Problem
Reproduce the lines of the records from the line containing "find the sky" through the end of the records, inclusive, with every request kept, adding 148 to each bounding-box coordinate in the answers.

Data in this exercise
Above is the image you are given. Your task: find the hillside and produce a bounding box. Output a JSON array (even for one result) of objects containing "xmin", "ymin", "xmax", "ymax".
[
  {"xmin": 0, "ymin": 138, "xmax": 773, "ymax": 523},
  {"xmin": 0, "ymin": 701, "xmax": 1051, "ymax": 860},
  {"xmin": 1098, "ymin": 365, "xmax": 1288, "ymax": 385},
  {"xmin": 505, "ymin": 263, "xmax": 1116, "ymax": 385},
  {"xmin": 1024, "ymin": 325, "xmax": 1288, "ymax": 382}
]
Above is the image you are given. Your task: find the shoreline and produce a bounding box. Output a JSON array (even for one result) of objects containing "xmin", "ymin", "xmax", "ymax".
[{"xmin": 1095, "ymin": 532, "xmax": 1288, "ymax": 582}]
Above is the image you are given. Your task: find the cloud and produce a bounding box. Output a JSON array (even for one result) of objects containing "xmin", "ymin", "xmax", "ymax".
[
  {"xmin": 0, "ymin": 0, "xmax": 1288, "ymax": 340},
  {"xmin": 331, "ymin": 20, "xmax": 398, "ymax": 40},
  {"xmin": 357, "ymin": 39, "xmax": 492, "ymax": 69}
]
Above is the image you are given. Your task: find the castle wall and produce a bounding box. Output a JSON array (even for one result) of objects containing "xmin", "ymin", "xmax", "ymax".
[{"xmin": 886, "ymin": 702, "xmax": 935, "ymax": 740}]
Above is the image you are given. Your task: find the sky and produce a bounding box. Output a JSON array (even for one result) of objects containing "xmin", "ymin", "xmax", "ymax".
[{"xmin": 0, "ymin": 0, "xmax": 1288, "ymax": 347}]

Solution
Above is the image you are given. Your task: find the sky and produce a bounding box. Output a JSON array (even for one result) of objects containing "xmin", "ymin", "xmax", "ymax".
[{"xmin": 148, "ymin": 148, "xmax": 1436, "ymax": 495}]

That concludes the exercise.